Written problem
Print exactly the lines from the line with "the sky, which" to the last line of the data, please, both included.

Extracted material
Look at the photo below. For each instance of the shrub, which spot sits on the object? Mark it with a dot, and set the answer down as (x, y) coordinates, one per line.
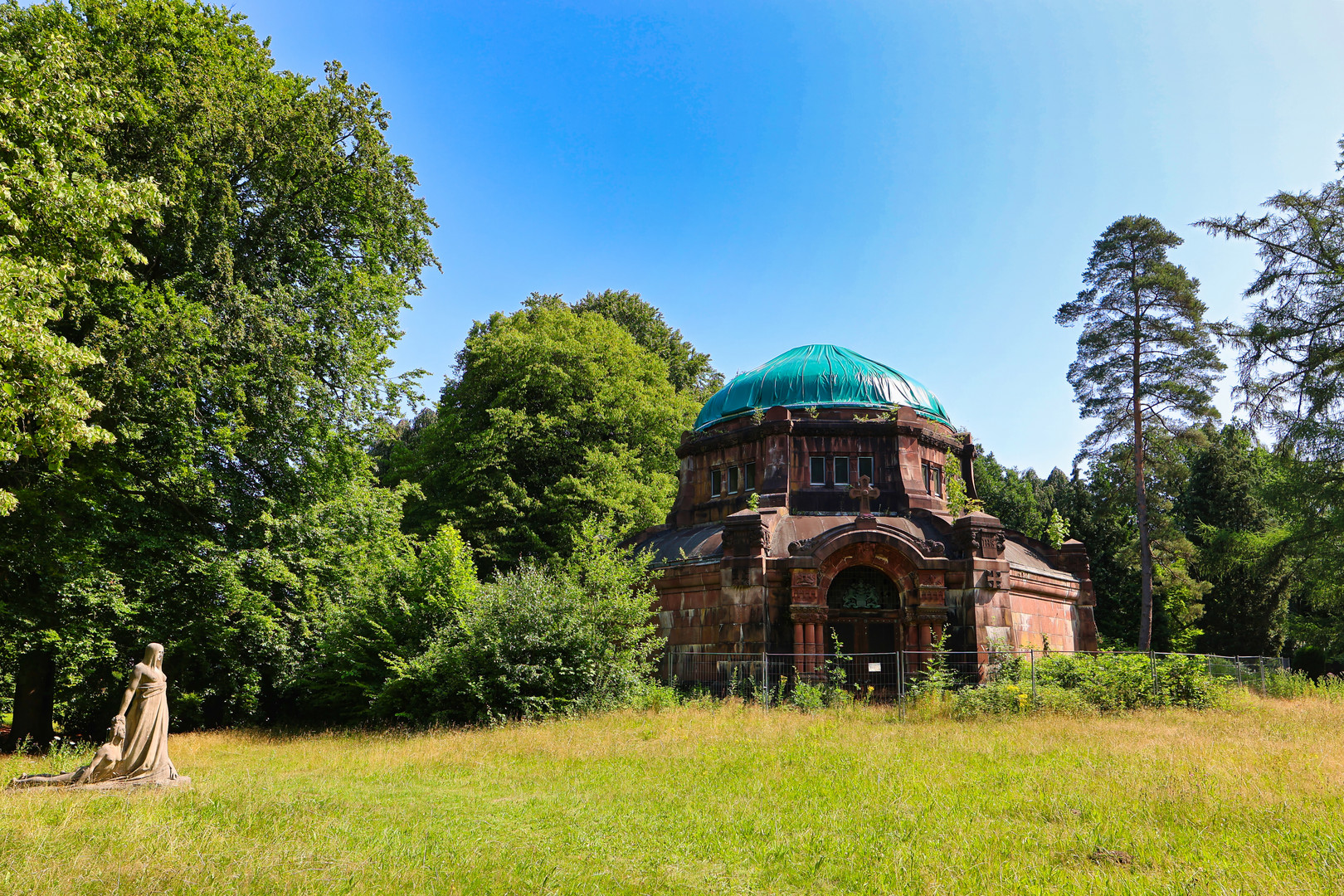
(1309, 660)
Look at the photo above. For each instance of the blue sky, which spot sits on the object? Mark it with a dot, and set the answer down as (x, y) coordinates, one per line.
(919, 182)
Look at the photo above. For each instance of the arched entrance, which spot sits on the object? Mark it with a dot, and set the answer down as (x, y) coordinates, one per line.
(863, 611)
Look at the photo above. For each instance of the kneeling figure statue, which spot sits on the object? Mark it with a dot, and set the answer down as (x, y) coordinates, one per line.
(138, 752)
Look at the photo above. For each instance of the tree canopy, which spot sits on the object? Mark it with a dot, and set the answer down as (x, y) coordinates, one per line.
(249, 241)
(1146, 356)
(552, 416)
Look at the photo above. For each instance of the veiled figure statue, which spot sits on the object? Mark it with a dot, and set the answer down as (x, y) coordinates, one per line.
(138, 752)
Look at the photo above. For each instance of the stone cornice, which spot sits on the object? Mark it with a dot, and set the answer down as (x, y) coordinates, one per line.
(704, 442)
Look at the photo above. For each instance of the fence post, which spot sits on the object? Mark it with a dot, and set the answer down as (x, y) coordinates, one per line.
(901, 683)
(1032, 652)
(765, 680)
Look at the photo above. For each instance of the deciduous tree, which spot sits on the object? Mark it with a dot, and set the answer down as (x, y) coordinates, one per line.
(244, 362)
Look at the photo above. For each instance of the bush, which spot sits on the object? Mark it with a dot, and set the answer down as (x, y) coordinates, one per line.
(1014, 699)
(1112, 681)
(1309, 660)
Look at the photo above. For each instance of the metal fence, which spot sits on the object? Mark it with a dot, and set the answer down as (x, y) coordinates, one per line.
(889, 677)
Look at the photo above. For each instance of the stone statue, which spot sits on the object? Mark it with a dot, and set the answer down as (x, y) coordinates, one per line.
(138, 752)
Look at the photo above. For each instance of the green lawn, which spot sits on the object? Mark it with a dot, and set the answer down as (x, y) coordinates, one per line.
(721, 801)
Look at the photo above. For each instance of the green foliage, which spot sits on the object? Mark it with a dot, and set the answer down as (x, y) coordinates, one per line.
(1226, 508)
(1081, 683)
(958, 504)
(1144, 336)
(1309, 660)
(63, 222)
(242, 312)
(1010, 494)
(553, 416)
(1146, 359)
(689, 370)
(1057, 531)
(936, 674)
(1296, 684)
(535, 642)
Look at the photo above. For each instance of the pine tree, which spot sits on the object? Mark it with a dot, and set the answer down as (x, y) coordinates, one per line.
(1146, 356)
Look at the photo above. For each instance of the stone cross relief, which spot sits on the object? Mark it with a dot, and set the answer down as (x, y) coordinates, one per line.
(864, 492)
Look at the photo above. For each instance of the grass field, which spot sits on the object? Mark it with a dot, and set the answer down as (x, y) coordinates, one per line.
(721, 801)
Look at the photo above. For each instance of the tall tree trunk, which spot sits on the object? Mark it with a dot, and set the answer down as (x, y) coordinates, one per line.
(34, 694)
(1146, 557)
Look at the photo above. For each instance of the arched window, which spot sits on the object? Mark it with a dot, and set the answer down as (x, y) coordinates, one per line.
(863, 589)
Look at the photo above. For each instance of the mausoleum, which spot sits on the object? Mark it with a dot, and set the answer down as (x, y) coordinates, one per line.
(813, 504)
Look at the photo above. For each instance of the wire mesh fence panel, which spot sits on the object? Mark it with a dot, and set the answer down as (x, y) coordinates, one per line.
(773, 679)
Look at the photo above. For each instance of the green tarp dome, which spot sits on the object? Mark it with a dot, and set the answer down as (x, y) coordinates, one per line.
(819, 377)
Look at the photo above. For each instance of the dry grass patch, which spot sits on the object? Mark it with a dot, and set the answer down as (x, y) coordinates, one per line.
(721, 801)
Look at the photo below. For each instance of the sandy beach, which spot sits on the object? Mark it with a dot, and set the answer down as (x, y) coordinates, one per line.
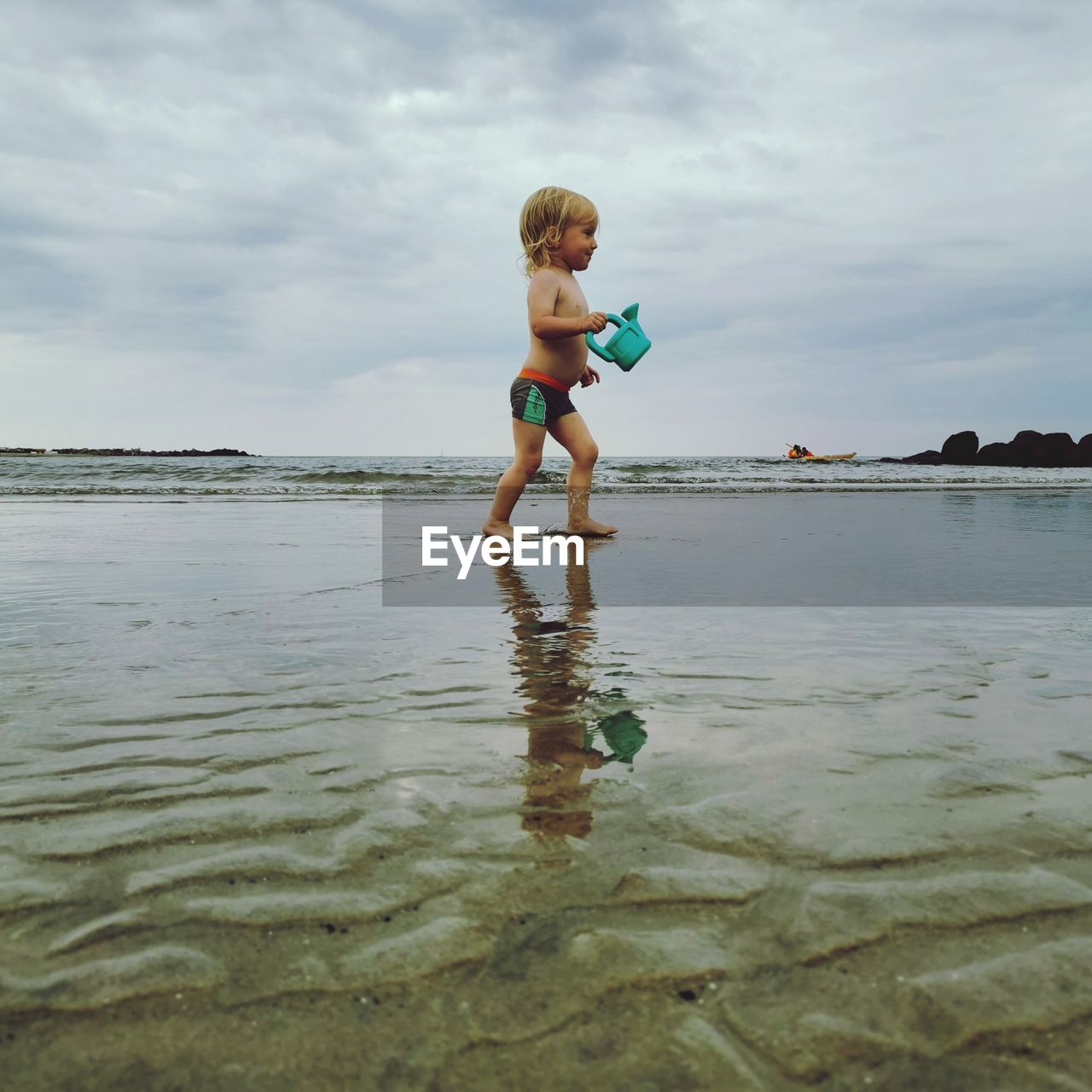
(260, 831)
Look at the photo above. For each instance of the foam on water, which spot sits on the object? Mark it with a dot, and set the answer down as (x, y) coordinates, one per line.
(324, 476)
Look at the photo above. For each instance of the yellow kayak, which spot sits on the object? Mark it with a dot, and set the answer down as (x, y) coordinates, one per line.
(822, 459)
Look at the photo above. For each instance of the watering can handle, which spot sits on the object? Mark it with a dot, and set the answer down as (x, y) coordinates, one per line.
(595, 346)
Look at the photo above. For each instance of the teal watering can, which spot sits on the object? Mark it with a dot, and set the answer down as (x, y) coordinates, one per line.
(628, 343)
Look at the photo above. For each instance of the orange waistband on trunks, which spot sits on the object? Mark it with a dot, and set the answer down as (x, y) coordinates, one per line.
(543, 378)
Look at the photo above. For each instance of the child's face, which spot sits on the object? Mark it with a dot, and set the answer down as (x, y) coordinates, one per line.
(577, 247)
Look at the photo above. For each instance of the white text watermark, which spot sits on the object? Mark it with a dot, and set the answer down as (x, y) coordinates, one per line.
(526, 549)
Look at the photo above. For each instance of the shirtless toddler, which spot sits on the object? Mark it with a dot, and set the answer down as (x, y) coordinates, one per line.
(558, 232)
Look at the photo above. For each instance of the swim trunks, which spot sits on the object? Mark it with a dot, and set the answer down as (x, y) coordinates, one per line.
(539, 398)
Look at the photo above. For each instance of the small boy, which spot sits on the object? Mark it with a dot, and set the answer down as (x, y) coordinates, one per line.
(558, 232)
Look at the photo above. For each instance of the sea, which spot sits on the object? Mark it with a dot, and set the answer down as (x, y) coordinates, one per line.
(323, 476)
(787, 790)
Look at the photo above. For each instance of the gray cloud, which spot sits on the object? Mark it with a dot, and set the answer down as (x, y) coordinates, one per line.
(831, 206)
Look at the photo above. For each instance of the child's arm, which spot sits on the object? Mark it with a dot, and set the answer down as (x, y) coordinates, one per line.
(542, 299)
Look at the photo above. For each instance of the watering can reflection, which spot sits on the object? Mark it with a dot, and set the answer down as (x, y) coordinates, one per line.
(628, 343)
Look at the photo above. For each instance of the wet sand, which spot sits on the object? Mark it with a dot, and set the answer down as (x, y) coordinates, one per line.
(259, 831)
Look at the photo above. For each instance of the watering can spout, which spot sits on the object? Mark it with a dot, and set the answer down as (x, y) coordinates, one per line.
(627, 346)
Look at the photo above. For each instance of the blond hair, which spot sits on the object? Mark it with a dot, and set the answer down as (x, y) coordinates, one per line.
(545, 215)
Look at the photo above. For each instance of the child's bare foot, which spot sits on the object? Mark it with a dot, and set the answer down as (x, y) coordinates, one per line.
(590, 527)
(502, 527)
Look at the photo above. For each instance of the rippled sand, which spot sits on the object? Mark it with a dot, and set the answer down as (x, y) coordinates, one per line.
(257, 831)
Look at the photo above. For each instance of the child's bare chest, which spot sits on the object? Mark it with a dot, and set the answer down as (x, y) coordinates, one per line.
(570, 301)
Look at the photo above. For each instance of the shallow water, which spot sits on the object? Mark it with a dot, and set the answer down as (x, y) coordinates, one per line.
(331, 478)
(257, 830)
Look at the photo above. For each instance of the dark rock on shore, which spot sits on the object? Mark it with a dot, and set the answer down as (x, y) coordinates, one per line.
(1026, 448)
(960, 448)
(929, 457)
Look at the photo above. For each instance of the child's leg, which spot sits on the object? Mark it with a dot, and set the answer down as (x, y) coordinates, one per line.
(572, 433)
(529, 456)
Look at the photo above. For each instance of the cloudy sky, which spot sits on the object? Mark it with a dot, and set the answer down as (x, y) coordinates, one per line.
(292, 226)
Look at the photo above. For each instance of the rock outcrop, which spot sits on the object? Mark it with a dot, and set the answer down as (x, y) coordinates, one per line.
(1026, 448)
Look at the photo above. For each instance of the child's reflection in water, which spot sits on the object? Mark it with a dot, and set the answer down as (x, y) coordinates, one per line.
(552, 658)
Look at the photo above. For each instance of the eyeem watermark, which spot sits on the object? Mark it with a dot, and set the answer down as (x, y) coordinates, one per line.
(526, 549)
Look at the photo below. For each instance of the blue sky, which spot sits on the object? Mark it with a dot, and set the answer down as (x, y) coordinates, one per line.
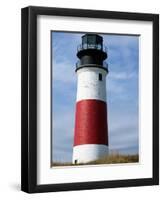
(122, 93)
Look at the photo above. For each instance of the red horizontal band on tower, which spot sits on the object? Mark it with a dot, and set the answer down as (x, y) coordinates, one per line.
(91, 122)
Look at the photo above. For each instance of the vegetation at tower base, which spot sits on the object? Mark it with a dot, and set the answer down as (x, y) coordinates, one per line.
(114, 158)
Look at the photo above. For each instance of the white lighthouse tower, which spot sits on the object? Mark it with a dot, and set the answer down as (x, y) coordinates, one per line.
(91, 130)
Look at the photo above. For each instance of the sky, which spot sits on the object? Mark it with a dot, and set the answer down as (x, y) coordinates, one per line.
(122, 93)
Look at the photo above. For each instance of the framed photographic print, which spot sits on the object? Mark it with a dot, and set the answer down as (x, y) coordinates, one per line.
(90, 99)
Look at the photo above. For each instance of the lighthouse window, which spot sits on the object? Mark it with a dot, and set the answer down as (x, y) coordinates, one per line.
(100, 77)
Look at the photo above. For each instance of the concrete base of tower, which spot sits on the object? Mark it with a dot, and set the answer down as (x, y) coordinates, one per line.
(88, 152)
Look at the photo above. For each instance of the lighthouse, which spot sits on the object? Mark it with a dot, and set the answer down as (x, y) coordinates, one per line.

Solved exercise
Look at the photo above. For each instance of the sky, which spot sits on the object? Mark it with a dot, and set the answer down as (x, y) coordinates, one per line.
(122, 93)
Look at the photo above. For each instance of the framed photographic print, which spot sits on the object? Mark it with a dot, and set the answer down as (x, y) coordinates, one per line.
(90, 99)
Look at the photo above. For each instance of the lighthouse window, which spot sits on the object? Mark it with a dot, and set the answer down as (x, y) coordinates, one per line.
(100, 77)
Look at the photo above. For each instance of the concrete base of tower, which spot sits on the object? Mark it with a dot, and set the answer down as (x, y) coordinates, one per line.
(88, 152)
Look at the photo above. For each instance of the lighthouse, which spot sits on the object? Mark it with a dot, and set the answer down as (x, y) coordinates, one per line.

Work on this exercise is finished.